# Input data
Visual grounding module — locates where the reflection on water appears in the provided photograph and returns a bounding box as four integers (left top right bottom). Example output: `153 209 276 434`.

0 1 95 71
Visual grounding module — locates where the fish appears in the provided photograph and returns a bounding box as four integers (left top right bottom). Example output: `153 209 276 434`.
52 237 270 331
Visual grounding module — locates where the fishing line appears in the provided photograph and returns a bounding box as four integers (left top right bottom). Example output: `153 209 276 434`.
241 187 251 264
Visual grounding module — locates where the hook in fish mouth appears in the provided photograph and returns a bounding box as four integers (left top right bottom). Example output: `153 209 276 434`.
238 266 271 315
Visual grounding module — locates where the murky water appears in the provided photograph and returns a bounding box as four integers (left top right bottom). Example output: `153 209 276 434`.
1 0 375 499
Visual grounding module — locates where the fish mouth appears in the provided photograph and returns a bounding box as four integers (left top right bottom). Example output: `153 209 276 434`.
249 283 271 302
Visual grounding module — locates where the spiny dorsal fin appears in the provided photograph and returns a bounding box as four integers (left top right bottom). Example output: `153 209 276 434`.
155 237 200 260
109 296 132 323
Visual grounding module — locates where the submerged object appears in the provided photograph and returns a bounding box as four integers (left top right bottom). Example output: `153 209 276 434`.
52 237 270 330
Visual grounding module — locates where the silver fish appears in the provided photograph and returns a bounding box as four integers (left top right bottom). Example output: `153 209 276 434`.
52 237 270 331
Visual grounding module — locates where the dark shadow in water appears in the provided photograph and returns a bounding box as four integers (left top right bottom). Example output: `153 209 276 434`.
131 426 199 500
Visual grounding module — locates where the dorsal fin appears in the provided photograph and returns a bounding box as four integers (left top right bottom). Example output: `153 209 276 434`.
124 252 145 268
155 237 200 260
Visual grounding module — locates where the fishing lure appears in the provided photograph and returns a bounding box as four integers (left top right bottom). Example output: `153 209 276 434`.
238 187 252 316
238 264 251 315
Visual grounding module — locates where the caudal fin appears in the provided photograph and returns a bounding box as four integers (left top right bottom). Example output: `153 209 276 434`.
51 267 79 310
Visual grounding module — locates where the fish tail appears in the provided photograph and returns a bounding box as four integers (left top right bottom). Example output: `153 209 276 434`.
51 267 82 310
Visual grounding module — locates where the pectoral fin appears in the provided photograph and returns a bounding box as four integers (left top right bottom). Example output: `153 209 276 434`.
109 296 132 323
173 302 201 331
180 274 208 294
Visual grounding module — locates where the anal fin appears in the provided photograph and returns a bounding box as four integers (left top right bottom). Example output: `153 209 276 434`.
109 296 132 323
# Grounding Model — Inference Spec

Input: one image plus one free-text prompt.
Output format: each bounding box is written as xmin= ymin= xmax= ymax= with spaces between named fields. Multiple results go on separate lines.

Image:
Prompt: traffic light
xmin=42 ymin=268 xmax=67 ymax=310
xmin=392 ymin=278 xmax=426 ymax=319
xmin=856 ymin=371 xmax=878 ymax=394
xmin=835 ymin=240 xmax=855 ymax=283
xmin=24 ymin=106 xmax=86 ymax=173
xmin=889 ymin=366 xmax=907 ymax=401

# Instructions for the task
Copy out the whole listing exactly.

# Answer to this exercise
Visual grounding module — locates where the reflection on water appears in the provided photograph and returns a bounding box as four integers (left top right bottom). Example output: `153 209 276 434`.

0 1 95 71
Visual grounding module — locates where the fish appears in the provided photograph and returns a bounding box as four integers (left top right bottom). Example output: `153 209 276 434`.
52 237 270 331
Visual grounding module — locates where the fishing line appears in the provided photograph and returns a bounding box as four integers (left top right bottom). Example output: `153 209 276 434`.
241 187 251 264
Visual grounding module — locates where the hook in fish mouth appears in the provided photograph and returns a bounding box as four integers (left top right bottom). Example output: `153 209 276 434`.
238 266 271 315
Visual grounding module — locates where the murky water appears in the provided photograph and returns a bounding box as four integers (left top right bottom). Example output: `153 209 276 434`.
1 0 375 499
Visual grounding module — locates where the fish mouth appears in the provided photograph and returns a bounding box as four integers (left top right bottom). Example output: `153 209 276 434`.
249 283 271 302
Visual grounding module — locates where the spiny dorsal fin appears in the provided photograph and returns a bounding box as four integers (left top right bottom). Example output: `153 209 276 434`.
155 237 200 260
109 296 132 323
Visual grounding module — locates where the submerged object appears in the provided photograph and returns a bounding box as four integers (left top right bottom). Example output: `153 209 276 434`.
52 237 270 330
Visual grounding module — locates where the silver fish appears in the provided photograph and returns a bounding box as four integers (left top right bottom). Example output: `153 209 276 434`.
52 237 270 331
Visual grounding module — locates where the dark shadow in water appears in the provided photograph and returns a bounding box as four integers (left top right bottom). Example output: `153 209 276 434`.
131 426 199 500
Visual grounding module — locates where the dorsal fin appears in the provided photograph and returns a bounding box as four integers (left top right bottom). Example output: `153 209 276 434`.
124 252 145 268
155 237 200 260
Visual grounding module — locates where the fishing lure appears in the provided photograph and returns a bounding box as four integers (left top right bottom). Example output: `153 209 276 434`.
238 187 252 316
238 264 251 315
Visual grounding module — locates where the caudal fin appears in the provided photograph and returns a bounding box as four integers (left top right bottom). Example output: `153 209 276 434`.
51 267 79 310
Visual grounding module — locates where the fish tail appears in the provided photograph and returns a bounding box as four integers (left top right bottom). Example output: `153 209 276 434`.
51 267 82 310
Visual grounding module — locates where the pectoral fin appears in the provided photograph and returns a bounding box as four integers (left top right bottom). Example output: `153 209 276 434`.
109 296 132 323
173 302 201 331
180 274 208 294
Visual grounding module — locates where the anal fin appears in the provided photograph and returns a bounding box as four integers (left top right bottom). Example output: `153 209 276 434`.
109 296 132 323
# Grounding Model — Inference Spec

Input: one image plus one free-text prompt.
Output format: each bounding box is written as xmin= ymin= xmax= ymax= with spaces between named fields. Multiple results go on separate lines.

Image:
Prompt: traffic light
xmin=42 ymin=268 xmax=67 ymax=310
xmin=392 ymin=278 xmax=426 ymax=319
xmin=856 ymin=371 xmax=878 ymax=394
xmin=835 ymin=240 xmax=855 ymax=283
xmin=24 ymin=106 xmax=86 ymax=173
xmin=889 ymin=366 xmax=907 ymax=401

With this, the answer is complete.